Filter the entries for the string "rock". Copy each line that has it.
[Start of section]
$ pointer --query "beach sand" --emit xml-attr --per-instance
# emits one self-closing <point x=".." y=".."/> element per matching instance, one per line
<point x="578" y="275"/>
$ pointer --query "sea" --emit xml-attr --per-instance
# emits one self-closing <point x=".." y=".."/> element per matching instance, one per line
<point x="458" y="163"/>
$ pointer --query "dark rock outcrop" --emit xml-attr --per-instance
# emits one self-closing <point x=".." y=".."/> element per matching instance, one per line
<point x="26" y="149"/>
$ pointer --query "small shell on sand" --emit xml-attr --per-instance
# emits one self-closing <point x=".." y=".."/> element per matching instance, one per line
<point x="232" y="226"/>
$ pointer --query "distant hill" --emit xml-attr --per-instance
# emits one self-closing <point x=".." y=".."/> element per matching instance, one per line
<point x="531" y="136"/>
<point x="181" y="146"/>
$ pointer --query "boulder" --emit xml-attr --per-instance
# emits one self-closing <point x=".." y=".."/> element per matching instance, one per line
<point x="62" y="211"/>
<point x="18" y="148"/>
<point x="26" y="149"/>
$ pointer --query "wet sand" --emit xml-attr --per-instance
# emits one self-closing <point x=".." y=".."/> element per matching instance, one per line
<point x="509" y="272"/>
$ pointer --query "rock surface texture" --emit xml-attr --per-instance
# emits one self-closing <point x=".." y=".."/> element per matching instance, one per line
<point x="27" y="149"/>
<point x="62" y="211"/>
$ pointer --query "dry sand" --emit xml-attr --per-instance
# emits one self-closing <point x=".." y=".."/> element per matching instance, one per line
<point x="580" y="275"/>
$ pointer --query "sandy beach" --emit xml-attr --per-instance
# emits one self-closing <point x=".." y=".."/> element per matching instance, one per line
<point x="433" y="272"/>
[End of section]
--- Exercise solution ---
$ pointer --query "dark rock outcrop" --emit xml-attr --per-instance
$ pointer --query "rock surface texture" --emit xml-attr --per-instance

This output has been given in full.